**Challenge:** Extract every line from the rows below that contains the word "white".

* START Available records *

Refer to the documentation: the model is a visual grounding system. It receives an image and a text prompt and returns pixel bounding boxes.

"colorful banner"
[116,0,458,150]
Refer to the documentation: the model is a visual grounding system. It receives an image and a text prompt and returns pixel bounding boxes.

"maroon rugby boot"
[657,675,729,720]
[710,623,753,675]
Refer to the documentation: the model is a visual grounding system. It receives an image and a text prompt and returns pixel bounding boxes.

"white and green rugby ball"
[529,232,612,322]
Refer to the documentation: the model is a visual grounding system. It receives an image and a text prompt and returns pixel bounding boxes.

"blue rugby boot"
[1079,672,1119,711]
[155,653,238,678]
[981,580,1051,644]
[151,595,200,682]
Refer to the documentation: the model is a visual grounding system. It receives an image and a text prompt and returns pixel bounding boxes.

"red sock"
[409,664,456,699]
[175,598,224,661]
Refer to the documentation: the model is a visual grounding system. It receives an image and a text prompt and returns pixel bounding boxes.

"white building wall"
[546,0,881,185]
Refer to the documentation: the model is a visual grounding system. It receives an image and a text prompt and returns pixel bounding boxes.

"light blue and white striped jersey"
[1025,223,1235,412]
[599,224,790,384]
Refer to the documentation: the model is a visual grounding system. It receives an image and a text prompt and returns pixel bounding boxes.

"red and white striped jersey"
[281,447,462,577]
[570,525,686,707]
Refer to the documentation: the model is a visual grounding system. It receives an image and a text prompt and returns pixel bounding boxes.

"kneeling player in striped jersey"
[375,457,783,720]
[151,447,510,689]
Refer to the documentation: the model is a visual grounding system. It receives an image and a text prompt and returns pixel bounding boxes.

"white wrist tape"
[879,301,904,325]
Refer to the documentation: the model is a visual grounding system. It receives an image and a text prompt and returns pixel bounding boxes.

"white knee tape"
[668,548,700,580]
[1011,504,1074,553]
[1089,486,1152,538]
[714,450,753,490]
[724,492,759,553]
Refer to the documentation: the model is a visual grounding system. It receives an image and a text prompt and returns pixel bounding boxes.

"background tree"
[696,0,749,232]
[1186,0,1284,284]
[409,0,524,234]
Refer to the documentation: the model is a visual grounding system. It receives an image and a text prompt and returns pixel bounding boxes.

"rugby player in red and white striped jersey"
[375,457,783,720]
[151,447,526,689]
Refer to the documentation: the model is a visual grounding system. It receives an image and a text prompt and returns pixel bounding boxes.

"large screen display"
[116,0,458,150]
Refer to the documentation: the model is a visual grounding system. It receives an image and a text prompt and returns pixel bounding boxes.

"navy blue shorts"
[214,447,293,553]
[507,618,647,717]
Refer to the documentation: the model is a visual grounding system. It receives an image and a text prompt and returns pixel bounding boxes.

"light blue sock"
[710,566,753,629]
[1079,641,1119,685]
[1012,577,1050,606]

* END Available records *
* START Available records *

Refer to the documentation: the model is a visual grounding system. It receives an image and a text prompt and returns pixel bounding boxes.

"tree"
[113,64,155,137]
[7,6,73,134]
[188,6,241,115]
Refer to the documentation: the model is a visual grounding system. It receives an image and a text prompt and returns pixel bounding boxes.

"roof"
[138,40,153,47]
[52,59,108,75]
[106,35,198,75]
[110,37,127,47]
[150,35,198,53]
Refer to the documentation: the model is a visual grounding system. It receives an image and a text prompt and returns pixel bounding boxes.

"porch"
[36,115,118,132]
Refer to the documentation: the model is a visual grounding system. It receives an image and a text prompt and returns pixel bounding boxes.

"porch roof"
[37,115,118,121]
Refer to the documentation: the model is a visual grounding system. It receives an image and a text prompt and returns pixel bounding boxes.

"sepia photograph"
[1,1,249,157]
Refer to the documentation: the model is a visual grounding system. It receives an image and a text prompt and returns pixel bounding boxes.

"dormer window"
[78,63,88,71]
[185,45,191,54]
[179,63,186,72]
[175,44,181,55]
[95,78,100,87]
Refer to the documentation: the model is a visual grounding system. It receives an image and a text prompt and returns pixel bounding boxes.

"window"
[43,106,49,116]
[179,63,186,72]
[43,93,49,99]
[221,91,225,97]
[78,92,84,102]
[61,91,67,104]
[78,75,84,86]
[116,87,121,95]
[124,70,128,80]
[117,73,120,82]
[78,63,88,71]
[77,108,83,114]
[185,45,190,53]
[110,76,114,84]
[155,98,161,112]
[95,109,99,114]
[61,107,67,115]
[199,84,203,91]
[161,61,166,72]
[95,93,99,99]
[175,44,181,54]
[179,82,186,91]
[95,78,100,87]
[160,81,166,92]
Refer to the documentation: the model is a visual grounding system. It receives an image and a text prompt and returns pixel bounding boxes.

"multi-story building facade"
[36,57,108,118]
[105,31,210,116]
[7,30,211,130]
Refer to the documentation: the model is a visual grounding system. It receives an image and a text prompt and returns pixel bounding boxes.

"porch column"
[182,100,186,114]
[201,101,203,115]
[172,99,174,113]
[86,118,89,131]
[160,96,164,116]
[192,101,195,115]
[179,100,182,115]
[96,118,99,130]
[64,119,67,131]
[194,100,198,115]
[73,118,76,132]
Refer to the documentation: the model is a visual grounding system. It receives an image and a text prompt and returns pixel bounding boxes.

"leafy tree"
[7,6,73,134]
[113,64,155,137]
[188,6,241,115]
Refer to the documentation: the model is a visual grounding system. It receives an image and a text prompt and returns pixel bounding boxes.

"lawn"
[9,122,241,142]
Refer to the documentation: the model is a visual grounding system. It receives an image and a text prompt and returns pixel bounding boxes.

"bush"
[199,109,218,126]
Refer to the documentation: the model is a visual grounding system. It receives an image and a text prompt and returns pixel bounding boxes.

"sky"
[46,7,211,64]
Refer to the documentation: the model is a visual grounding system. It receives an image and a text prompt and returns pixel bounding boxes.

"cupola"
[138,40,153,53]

* END Available records *

**The completed task:**
"white and green rugby ball"
"white building wall"
"light blue and white striped jersey"
"red and white striped jersey"
"white wrist tape"
"white knee tape"
"rugby player in red and white striped jersey"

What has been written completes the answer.